> [Task description] Return each line of the entries that mentions the word "wrap".
*** Opening Records for this task ***
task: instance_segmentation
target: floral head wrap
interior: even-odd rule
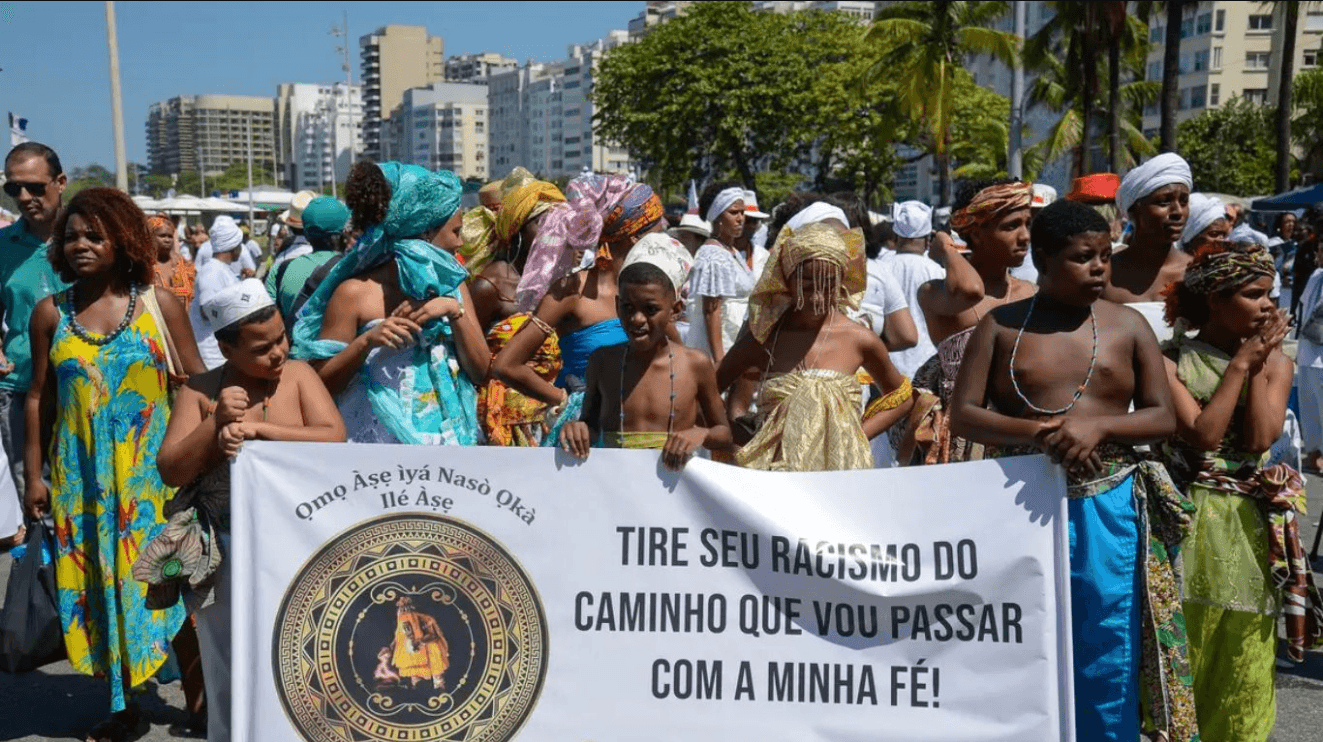
[[[1166,302],[1163,311],[1167,324],[1175,325],[1182,317],[1180,287],[1195,294],[1213,294],[1244,286],[1275,273],[1272,254],[1263,245],[1252,242],[1218,240],[1200,247],[1194,260],[1185,268],[1185,277],[1162,290]]]
[[[154,231],[157,227],[169,227],[172,234],[175,231],[175,223],[165,214],[152,214],[147,217],[147,231]]]
[[[809,224],[798,232],[789,227],[782,229],[767,258],[767,267],[749,295],[749,330],[753,336],[758,342],[766,342],[782,315],[791,307],[804,306],[803,294],[792,289],[791,283],[805,263],[812,262],[813,270],[820,272],[819,284],[826,283],[829,274],[835,275],[836,295],[828,299],[831,306],[841,311],[858,309],[866,280],[863,254],[864,234],[859,229],[842,233],[830,224]]]
[[[651,186],[639,183],[602,217],[602,242],[620,242],[646,232],[661,221],[664,211],[661,197]]]
[[[981,227],[1000,215],[1027,209],[1034,198],[1033,183],[1002,183],[979,191],[965,208],[951,215],[951,228],[965,237],[966,231]],[[968,241],[968,237],[965,237]]]
[[[345,348],[346,343],[320,339],[331,296],[347,279],[392,258],[399,270],[400,289],[409,298],[460,298],[459,287],[468,271],[455,256],[418,238],[450,221],[459,209],[463,192],[459,178],[448,170],[434,173],[398,162],[385,162],[380,167],[391,187],[386,218],[368,229],[345,253],[299,311],[294,323],[297,358],[330,358]],[[408,395],[383,386],[367,373],[366,365],[363,367],[360,378],[368,385],[373,410],[401,442],[477,443],[477,390],[467,376],[435,362],[433,349],[452,334],[446,319],[423,326],[413,364],[405,369],[409,379],[399,387],[411,390]]]

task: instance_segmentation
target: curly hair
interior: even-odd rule
[[[1256,247],[1248,242],[1232,242],[1231,240],[1213,240],[1205,242],[1194,251],[1194,259],[1185,268],[1185,274],[1188,276],[1191,269],[1197,268],[1215,255],[1221,255],[1227,252],[1245,252]],[[1234,286],[1216,291],[1218,296],[1223,299],[1230,298],[1242,286],[1256,278],[1254,275],[1246,276],[1245,280]],[[1177,321],[1184,320],[1190,327],[1199,328],[1208,324],[1211,318],[1208,308],[1208,294],[1201,293],[1191,289],[1186,285],[1185,278],[1178,281],[1172,281],[1162,290],[1162,318],[1172,327],[1176,326]]]
[[[707,210],[712,208],[712,202],[717,200],[717,194],[727,188],[737,188],[739,185],[733,180],[718,180],[708,185],[698,196],[698,215],[706,219]]]
[[[359,160],[349,171],[345,181],[345,204],[353,220],[354,229],[367,231],[386,219],[390,206],[390,182],[371,160]]]
[[[55,223],[46,259],[66,283],[78,278],[64,257],[64,230],[69,218],[78,215],[101,232],[115,251],[115,269],[139,286],[151,286],[155,278],[156,243],[147,229],[147,215],[128,194],[115,188],[88,188],[73,197]]]
[[[1061,199],[1048,204],[1029,228],[1029,246],[1034,267],[1044,270],[1044,261],[1070,246],[1077,234],[1100,232],[1110,242],[1112,226],[1088,204]]]
[[[785,228],[786,222],[790,221],[791,217],[819,201],[826,200],[828,200],[826,196],[813,191],[792,191],[787,194],[785,200],[772,209],[772,218],[767,224],[769,249],[771,245],[776,244],[776,238],[781,234],[781,230]]]

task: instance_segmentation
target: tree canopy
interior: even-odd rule
[[[1239,96],[1176,127],[1177,151],[1197,191],[1272,193],[1276,143],[1273,110]]]

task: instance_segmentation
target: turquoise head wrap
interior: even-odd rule
[[[459,178],[448,170],[434,173],[398,162],[380,167],[391,187],[386,218],[363,234],[299,311],[294,324],[296,358],[330,358],[344,350],[347,343],[319,337],[331,296],[345,280],[392,258],[400,290],[409,298],[449,296],[462,301],[459,288],[468,271],[450,253],[418,238],[450,221],[459,209],[463,193]],[[360,370],[373,410],[402,443],[477,443],[477,390],[454,362],[453,333],[445,319],[423,326],[413,365],[406,371],[409,378],[399,389],[373,381],[366,364]],[[405,395],[401,390],[410,391]]]

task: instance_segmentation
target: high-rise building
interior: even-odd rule
[[[434,82],[410,88],[382,128],[382,156],[485,180],[488,123],[485,84]]]
[[[446,78],[445,42],[422,26],[382,26],[358,40],[363,79],[363,147],[381,159],[381,126],[409,88]]]
[[[274,167],[274,111],[271,98],[248,95],[181,95],[153,103],[147,114],[148,167],[166,175],[219,175],[232,163],[247,161],[249,142],[255,166]]]
[[[292,191],[329,191],[344,182],[363,151],[363,89],[345,83],[276,87],[280,181]]]
[[[1234,96],[1276,105],[1286,32],[1285,3],[1186,3],[1181,18],[1181,48],[1176,120],[1185,121]],[[1319,65],[1323,7],[1301,3],[1296,24],[1295,72]],[[1162,79],[1167,17],[1149,20],[1149,80]],[[1158,103],[1144,111],[1144,133],[1156,136],[1162,124]]]
[[[629,43],[628,31],[611,31],[589,44],[573,44],[566,59],[530,62],[494,75],[488,84],[492,175],[522,165],[545,178],[584,170],[628,173],[629,152],[593,131],[589,93],[593,73],[610,49]]]
[[[461,54],[446,60],[447,82],[487,82],[492,75],[509,72],[519,60],[496,52]]]
[[[648,0],[643,10],[629,21],[630,40],[638,41],[640,37],[651,31],[653,26],[684,15],[693,4],[684,0]]]

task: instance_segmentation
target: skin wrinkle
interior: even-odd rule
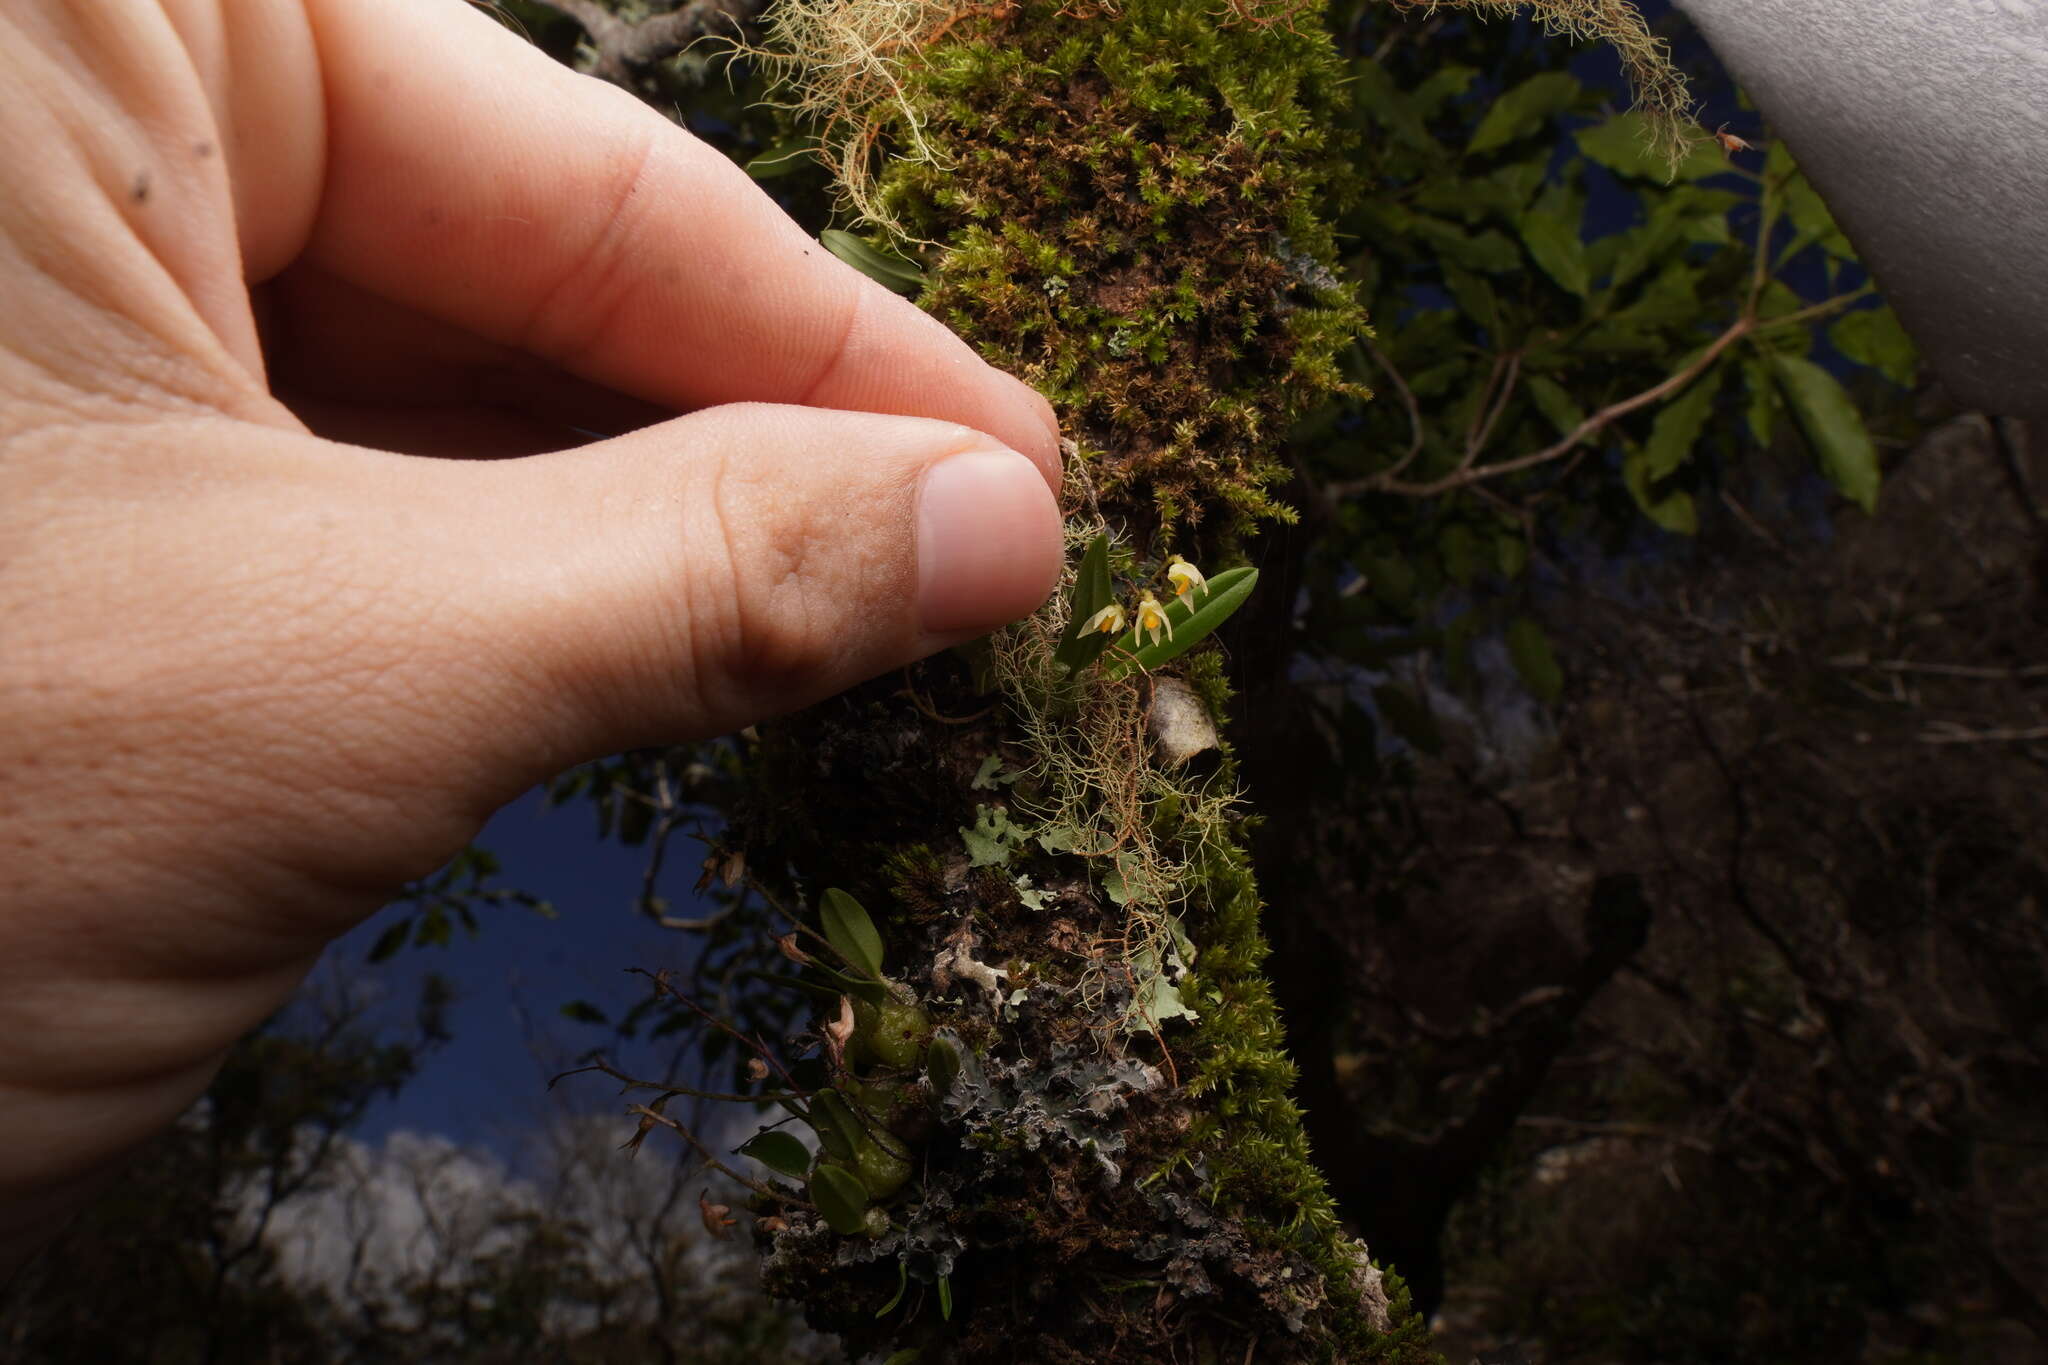
[[[110,109],[106,99],[83,95],[80,104],[91,110],[91,117],[76,136],[93,153],[90,164],[104,195],[96,207],[120,219],[126,237],[160,272],[168,294],[183,305],[163,299],[151,310],[151,332],[162,349],[205,355],[209,368],[218,366],[223,376],[246,382],[252,365],[260,376],[254,320],[240,288],[237,242],[233,236],[223,240],[194,229],[194,223],[205,218],[198,211],[201,204],[218,211],[231,202],[226,168],[218,159],[195,165],[190,157],[166,154],[167,149],[187,148],[198,140],[218,142],[221,136],[191,49],[161,11],[138,23],[129,6],[68,8],[79,35],[76,49],[100,58],[93,64],[81,55],[79,65],[97,77],[102,88],[127,92],[138,106]],[[109,67],[113,69],[105,69]],[[136,92],[148,93],[138,98]],[[110,130],[117,127],[125,136],[110,141]],[[133,193],[138,169],[148,175],[151,186],[139,202]],[[94,264],[95,277],[108,278],[100,273],[104,262]],[[121,289],[102,306],[132,313],[134,300],[127,293]],[[194,329],[212,344],[193,345],[188,334]]]
[[[803,385],[799,390],[796,399],[798,407],[809,407],[816,401],[819,392],[838,377],[839,367],[846,362],[849,348],[860,327],[861,314],[867,307],[866,291],[854,290],[851,298],[847,300],[841,310],[845,320],[839,328],[839,339],[824,353],[824,357],[819,362],[818,371],[812,376],[810,382]]]
[[[640,211],[641,190],[647,185],[659,155],[652,136],[640,139],[633,149],[631,169],[619,178],[619,189],[610,197],[596,238],[565,263],[552,288],[538,295],[533,311],[516,333],[519,349],[580,372],[602,339],[614,334],[620,312],[635,302],[634,293],[645,283],[633,274],[630,252],[636,235],[631,230],[631,220]],[[573,307],[563,306],[565,298],[575,300]],[[599,300],[594,309],[590,299]],[[585,325],[567,326],[571,315]],[[550,321],[556,325],[544,325]],[[554,335],[548,335],[550,332]]]
[[[805,683],[823,671],[812,647],[815,637],[808,633],[815,621],[809,603],[799,600],[795,606],[801,619],[792,620],[779,587],[810,562],[809,519],[792,522],[763,506],[777,500],[773,474],[721,460],[707,500],[727,567],[718,575],[721,605],[712,618],[718,643],[710,658],[719,661],[718,683],[705,690],[719,697],[720,709],[731,715],[758,711],[764,704],[785,710],[793,697],[805,693]],[[763,526],[769,528],[766,535],[759,532]],[[698,599],[693,595],[692,600]]]
[[[254,77],[258,88],[269,98],[258,101],[259,107],[253,110],[246,100],[217,100],[216,123],[224,141],[215,144],[211,153],[202,154],[199,143],[193,145],[191,152],[200,161],[219,160],[227,168],[235,201],[243,276],[254,281],[269,279],[297,259],[318,220],[327,178],[326,82],[314,47],[312,24],[302,7],[238,3],[233,6],[233,15],[235,22],[227,26],[224,66],[230,79],[235,79],[238,73]],[[288,62],[286,54],[299,60]],[[306,77],[279,79],[276,73],[288,65],[309,72],[314,88],[307,90]],[[236,89],[247,89],[249,84],[246,79],[235,80]],[[229,112],[222,114],[218,112],[221,110]],[[233,174],[234,166],[249,152],[252,122],[261,130],[257,137],[262,138],[279,126],[300,121],[309,131],[301,136],[296,154],[273,157],[261,175]],[[280,165],[280,161],[284,164]],[[310,167],[306,164],[309,161],[313,163]],[[294,204],[296,215],[289,212]],[[268,225],[268,230],[250,231],[247,225],[256,223]],[[253,334],[251,341],[254,342]],[[260,383],[260,346],[255,347],[254,358]]]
*** Closing Records for this task ***
> [Problem solution]
target: floral head wrap
target: turquoise head wrap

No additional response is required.